### Given exercise
Please gather every line in the listing below that contains the string "bell", treating uppercase and lowercase as different.

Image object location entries
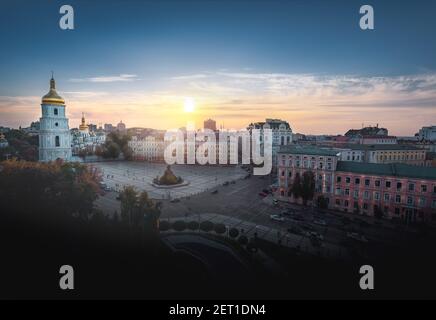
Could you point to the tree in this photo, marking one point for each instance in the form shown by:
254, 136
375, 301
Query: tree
128, 198
322, 202
139, 209
40, 189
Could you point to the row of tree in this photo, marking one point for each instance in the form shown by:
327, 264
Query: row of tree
116, 144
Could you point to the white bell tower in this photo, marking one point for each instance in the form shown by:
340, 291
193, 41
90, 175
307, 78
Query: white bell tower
54, 133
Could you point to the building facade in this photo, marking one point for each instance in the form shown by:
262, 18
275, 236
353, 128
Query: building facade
281, 134
3, 141
54, 133
390, 190
147, 149
209, 124
86, 141
384, 153
427, 133
377, 139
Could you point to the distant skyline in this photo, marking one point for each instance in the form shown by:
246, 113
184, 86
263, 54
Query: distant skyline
306, 62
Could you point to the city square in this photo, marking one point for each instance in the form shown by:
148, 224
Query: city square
140, 175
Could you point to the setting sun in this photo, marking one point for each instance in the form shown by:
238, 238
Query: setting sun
189, 105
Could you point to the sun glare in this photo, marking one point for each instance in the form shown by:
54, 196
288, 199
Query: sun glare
189, 105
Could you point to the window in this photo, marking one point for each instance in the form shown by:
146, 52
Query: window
421, 202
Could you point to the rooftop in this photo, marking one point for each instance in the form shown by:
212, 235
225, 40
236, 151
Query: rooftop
309, 150
375, 147
392, 170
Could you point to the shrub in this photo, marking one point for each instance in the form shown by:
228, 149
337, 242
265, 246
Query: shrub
193, 225
220, 228
243, 240
179, 225
164, 225
206, 226
233, 232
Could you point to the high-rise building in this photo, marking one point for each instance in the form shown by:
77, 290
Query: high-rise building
54, 133
209, 124
121, 127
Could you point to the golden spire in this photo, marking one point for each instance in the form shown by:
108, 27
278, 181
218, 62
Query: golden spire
83, 126
52, 96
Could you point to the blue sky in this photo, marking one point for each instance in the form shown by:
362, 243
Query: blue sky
305, 61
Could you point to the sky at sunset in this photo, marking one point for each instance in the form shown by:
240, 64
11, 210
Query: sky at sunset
307, 62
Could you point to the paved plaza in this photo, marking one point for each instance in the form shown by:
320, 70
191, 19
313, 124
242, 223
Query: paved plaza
140, 175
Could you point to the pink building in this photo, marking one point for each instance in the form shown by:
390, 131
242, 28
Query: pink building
390, 190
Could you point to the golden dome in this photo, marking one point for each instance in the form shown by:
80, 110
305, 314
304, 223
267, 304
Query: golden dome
52, 96
83, 126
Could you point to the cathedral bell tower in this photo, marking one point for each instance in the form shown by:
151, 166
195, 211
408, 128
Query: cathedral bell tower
54, 133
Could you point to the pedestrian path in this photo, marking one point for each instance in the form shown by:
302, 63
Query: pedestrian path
250, 229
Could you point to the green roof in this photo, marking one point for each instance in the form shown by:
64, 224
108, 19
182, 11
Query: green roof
308, 150
393, 170
376, 147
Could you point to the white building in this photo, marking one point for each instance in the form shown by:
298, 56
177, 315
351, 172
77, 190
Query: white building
281, 134
427, 133
54, 133
148, 149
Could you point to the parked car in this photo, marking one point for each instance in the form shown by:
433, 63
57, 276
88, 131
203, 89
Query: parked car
316, 235
277, 217
320, 222
294, 230
357, 237
297, 217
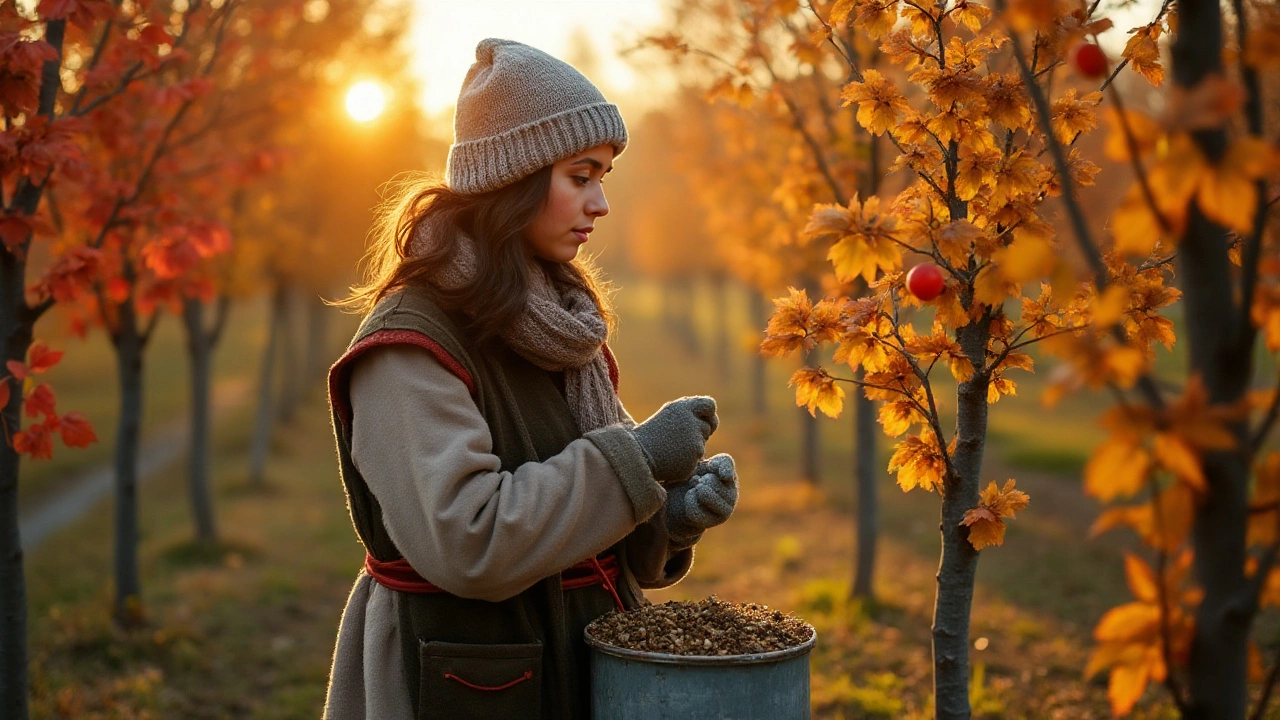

### Problem solution
Could you point to the white bell tower in this photo, marking one point for each instance in the form shown by:
Query: white bell tower
Could you point to the cathedral bell tower in this photo, marking one point for each instance in the form shown by:
Query: cathedral bell tower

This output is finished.